** Exercise 1 **
Do these statements agree with the market commentary on the vaccine news? (a) The Russell 3000 Value Index rose 4.3% yesterday. (b) The Russell 3000 Growth Index gained 1.68%. (c) Bank stocks trailed the market. For each, answer yes or no and quote the words from the commentary that decide it.
** Exercise 2 **
How would you render this sentence from the market commentary on the vaccine news in Spanish: "Meanwhile, many value stocks are still selling at attractive multiples and dividend yields."
** Exercise 3 **
Carry on the market commentary about the vaccine-driven rotation, picking up after its final sentence.

** Document passage **
--------------------------------------------------
News of a 90% success rate for the COVID-19 vaccine that is being developed by Pfizer (PFE) and Germany company BioNTech caused a dramatic rotation in the market yesterday.
The Russell 3000 Value Index, which has badly underperformed the S&P 500 and growth stocks this year, rose 4.3% yesterday. Banks stocks led the way higher, with many rising over 10% as the vaccine news raised hopes that the global economy will continue to recover next year, and that the threat of COVID-19 will diminish.
Meanwhile, the Russell 3000 Growth Index, which has benefited all year from very low interest rates that favor growth stocks and investors’ perceptions that technology companies would thrive in the COVID-19 environment, declined 1.68%. With the yield on 10-year Treasury notes now seemingly poised to rise above 1% for the first time since March, investors may now start to rethink some of the frankly absurd valuations that have been given to some growth names. Meanwhile, many value stocks are still selling at attractive multiples and dividend yields.
--------------------------------------------------
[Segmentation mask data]
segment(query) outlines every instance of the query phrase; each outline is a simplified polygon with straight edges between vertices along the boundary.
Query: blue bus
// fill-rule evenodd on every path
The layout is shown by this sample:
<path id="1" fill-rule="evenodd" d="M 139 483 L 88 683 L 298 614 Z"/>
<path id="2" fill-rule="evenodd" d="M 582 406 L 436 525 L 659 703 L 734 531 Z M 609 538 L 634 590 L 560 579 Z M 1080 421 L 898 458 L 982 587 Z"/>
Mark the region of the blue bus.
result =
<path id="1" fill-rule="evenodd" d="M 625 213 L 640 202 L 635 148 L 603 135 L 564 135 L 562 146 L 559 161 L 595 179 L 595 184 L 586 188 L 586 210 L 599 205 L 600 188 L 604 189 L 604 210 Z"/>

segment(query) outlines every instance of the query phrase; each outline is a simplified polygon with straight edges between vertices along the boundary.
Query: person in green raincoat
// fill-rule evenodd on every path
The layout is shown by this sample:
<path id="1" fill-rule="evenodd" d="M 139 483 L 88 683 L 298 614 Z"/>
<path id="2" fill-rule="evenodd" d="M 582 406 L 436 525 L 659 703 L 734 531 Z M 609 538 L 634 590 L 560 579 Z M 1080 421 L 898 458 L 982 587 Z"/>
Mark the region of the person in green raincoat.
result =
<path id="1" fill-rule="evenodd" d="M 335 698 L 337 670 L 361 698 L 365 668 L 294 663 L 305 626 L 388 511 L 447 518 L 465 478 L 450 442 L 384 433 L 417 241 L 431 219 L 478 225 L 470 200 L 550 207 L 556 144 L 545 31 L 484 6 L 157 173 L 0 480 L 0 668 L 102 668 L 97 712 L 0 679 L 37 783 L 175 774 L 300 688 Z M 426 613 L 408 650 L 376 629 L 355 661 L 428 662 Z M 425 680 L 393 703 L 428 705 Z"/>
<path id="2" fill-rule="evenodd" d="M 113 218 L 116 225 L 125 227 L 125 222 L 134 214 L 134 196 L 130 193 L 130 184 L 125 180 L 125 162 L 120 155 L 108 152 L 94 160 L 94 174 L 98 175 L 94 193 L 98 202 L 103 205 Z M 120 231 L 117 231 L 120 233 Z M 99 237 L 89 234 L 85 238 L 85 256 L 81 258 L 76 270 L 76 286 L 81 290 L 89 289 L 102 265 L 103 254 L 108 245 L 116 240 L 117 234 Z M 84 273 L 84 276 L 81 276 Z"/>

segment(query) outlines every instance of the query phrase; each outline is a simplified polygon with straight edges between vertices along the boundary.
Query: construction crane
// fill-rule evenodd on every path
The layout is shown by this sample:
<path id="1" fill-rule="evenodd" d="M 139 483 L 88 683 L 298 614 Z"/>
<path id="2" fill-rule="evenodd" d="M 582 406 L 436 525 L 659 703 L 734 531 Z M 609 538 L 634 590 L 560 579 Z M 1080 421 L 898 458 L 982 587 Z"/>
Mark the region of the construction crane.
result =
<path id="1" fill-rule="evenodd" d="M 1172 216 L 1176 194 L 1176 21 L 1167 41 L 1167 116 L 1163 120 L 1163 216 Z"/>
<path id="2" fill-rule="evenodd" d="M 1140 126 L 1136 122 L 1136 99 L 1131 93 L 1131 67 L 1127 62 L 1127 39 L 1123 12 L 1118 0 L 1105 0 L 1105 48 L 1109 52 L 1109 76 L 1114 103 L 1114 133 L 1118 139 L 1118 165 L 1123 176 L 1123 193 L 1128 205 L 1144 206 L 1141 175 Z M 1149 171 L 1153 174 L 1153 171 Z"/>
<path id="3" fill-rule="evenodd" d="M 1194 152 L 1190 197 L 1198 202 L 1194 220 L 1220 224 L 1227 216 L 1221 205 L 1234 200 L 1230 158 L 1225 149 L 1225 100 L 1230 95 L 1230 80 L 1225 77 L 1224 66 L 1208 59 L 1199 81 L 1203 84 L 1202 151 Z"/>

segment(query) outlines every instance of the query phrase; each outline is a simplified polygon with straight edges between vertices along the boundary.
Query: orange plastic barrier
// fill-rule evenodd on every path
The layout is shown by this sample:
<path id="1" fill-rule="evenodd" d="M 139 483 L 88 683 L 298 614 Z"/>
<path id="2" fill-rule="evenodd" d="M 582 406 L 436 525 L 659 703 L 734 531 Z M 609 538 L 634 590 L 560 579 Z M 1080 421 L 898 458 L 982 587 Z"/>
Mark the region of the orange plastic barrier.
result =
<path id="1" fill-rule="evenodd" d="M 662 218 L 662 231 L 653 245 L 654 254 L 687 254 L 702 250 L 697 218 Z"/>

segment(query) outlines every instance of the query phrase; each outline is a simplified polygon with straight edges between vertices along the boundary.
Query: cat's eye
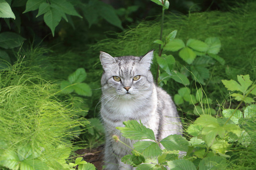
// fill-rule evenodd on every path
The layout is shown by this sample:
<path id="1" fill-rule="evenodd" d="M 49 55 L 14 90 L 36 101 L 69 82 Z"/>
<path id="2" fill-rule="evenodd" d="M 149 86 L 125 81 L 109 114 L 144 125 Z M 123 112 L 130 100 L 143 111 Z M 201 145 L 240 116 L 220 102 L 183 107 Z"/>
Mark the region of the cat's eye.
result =
<path id="1" fill-rule="evenodd" d="M 121 81 L 121 78 L 119 76 L 113 76 L 113 78 L 115 82 L 120 82 Z"/>
<path id="2" fill-rule="evenodd" d="M 140 75 L 136 75 L 135 77 L 133 78 L 133 80 L 138 80 L 141 78 Z"/>

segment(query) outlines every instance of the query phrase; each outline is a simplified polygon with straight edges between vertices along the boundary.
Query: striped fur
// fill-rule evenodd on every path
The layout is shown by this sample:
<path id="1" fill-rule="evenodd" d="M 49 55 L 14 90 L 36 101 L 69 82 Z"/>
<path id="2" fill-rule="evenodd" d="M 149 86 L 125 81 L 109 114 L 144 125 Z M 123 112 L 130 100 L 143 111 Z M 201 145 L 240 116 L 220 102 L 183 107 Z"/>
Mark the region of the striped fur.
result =
<path id="1" fill-rule="evenodd" d="M 154 131 L 159 141 L 171 134 L 181 134 L 180 121 L 171 96 L 154 83 L 150 70 L 152 57 L 153 51 L 142 57 L 119 57 L 101 52 L 104 70 L 101 116 L 106 133 L 106 169 L 135 169 L 121 162 L 130 149 L 112 139 L 112 136 L 116 135 L 133 147 L 134 141 L 123 138 L 115 129 L 123 126 L 123 121 L 141 121 Z M 137 75 L 140 75 L 140 79 L 133 80 Z M 121 81 L 115 81 L 114 76 L 119 77 Z M 127 91 L 125 87 L 130 88 Z"/>

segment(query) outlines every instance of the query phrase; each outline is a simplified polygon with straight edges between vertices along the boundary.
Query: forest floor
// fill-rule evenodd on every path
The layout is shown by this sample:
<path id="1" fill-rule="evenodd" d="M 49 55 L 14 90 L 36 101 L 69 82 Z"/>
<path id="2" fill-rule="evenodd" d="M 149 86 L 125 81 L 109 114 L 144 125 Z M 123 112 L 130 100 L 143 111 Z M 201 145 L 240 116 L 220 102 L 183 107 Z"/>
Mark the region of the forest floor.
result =
<path id="1" fill-rule="evenodd" d="M 97 148 L 90 149 L 81 149 L 76 151 L 76 153 L 84 158 L 84 160 L 94 165 L 98 170 L 102 169 L 104 146 L 101 145 Z"/>

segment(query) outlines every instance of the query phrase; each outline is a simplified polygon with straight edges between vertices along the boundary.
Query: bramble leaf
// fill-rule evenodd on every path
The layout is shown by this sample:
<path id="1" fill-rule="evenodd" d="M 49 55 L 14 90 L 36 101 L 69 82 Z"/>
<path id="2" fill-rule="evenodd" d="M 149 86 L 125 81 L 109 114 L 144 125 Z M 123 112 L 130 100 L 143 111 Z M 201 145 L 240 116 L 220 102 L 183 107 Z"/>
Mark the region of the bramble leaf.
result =
<path id="1" fill-rule="evenodd" d="M 0 18 L 11 18 L 15 19 L 15 15 L 11 10 L 10 5 L 5 0 L 0 0 Z"/>
<path id="2" fill-rule="evenodd" d="M 196 57 L 196 53 L 187 46 L 179 52 L 179 56 L 188 64 L 191 64 Z"/>
<path id="3" fill-rule="evenodd" d="M 71 84 L 81 83 L 86 78 L 86 73 L 84 68 L 77 69 L 74 73 L 68 76 L 68 81 Z"/>
<path id="4" fill-rule="evenodd" d="M 158 143 L 152 141 L 138 141 L 133 145 L 134 149 L 147 158 L 156 157 L 162 154 Z"/>
<path id="5" fill-rule="evenodd" d="M 195 39 L 189 39 L 187 41 L 187 46 L 200 52 L 206 52 L 209 49 L 209 46 L 205 42 Z"/>
<path id="6" fill-rule="evenodd" d="M 72 86 L 76 93 L 79 95 L 84 96 L 92 96 L 92 89 L 90 86 L 86 83 L 78 83 Z"/>
<path id="7" fill-rule="evenodd" d="M 177 52 L 185 47 L 185 44 L 180 39 L 174 39 L 170 41 L 164 47 L 164 49 L 167 51 Z"/>
<path id="8" fill-rule="evenodd" d="M 153 130 L 147 128 L 142 124 L 139 124 L 135 120 L 130 120 L 123 122 L 125 127 L 117 127 L 123 134 L 122 136 L 134 140 L 151 139 L 155 141 Z"/>
<path id="9" fill-rule="evenodd" d="M 187 151 L 189 143 L 187 139 L 180 135 L 171 135 L 163 139 L 160 143 L 168 150 L 179 150 Z"/>

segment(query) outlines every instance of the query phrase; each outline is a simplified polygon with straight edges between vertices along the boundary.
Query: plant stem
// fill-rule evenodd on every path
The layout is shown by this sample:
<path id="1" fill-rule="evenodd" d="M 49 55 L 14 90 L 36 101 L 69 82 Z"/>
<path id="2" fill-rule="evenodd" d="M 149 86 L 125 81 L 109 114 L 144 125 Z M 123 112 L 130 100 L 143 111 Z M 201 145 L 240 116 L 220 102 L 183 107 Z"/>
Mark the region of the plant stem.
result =
<path id="1" fill-rule="evenodd" d="M 166 3 L 166 1 L 164 0 L 163 2 L 163 5 L 164 5 Z M 161 19 L 161 29 L 160 31 L 160 40 L 162 40 L 162 36 L 163 36 L 163 23 L 164 23 L 164 7 L 163 6 L 162 8 L 162 19 Z M 159 57 L 161 56 L 162 55 L 162 52 L 163 49 L 161 49 L 161 45 L 159 44 L 159 52 L 158 52 L 158 56 Z M 156 73 L 156 84 L 158 84 L 158 77 L 159 76 L 159 65 L 158 65 L 158 72 Z"/>

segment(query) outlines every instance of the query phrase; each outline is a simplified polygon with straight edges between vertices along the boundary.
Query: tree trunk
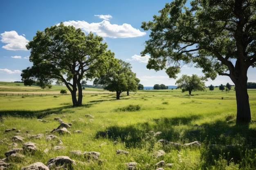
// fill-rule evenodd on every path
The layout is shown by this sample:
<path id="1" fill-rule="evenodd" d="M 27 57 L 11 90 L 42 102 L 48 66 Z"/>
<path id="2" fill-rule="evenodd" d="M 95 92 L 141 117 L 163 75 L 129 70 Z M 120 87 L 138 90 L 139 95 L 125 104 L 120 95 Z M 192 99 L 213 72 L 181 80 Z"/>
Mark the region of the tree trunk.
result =
<path id="1" fill-rule="evenodd" d="M 119 92 L 119 91 L 117 91 L 117 100 L 119 100 L 120 99 L 120 94 L 121 94 L 121 93 Z"/>
<path id="2" fill-rule="evenodd" d="M 247 123 L 251 121 L 251 117 L 249 97 L 247 92 L 247 80 L 240 80 L 235 84 L 237 106 L 236 123 Z"/>

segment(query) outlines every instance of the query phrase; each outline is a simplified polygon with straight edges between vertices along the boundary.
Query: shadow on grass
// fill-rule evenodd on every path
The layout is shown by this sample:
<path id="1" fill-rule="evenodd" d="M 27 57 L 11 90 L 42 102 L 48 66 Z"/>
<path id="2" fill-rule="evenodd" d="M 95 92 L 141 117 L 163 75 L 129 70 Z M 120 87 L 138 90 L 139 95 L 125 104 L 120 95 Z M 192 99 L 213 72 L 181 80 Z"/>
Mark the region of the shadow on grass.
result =
<path id="1" fill-rule="evenodd" d="M 202 144 L 199 152 L 203 169 L 217 164 L 229 166 L 231 162 L 256 169 L 254 169 L 256 168 L 256 129 L 249 128 L 248 125 L 236 125 L 234 117 L 201 125 L 192 124 L 200 118 L 195 115 L 163 117 L 133 125 L 111 126 L 106 128 L 106 132 L 98 132 L 96 137 L 108 137 L 129 148 L 141 148 L 149 145 L 151 149 L 159 139 L 182 144 L 198 140 Z M 150 132 L 152 130 L 162 133 L 155 135 Z M 169 152 L 173 147 L 163 146 L 163 149 Z"/>
<path id="2" fill-rule="evenodd" d="M 90 108 L 93 104 L 84 104 L 80 106 L 76 106 L 76 108 L 80 107 Z M 9 116 L 13 117 L 22 117 L 25 118 L 36 117 L 37 119 L 42 119 L 44 117 L 53 113 L 56 115 L 63 113 L 63 110 L 73 108 L 72 105 L 60 107 L 48 108 L 40 110 L 31 111 L 26 110 L 9 110 L 0 111 L 0 117 L 4 116 Z M 69 110 L 69 113 L 74 113 L 72 110 Z"/>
--------------------------------------------------
** Written reply 1 **
(a) Yes: "rose 4.3% yesterday"
(b) No: "declined 1.68%"
(c) No: "Banks stocks led the way higher"

** Written reply 2 **
Mientras tanto, muchas acciones de valor todavía se venden a múltiplos y rentabilidades por dividendo atractivos.

** Written reply 3 **
I believe that the rotation out of growth and into value can continue. The Russell 3000 Value Index is still 4.5% lower for the year, while the Russell 3000 Growth is up 28.1%. This level of outperformance by growth is not sustainable, and there are plenty of attractive areas that investors can turn to as they sell growth stocks. The economy still faces challenges, and COVID-19 is still an issue. However, I do think that value investors should have the wind at their backs through the end of the year — the opposite of what we have seen across the past 10 months of 2020.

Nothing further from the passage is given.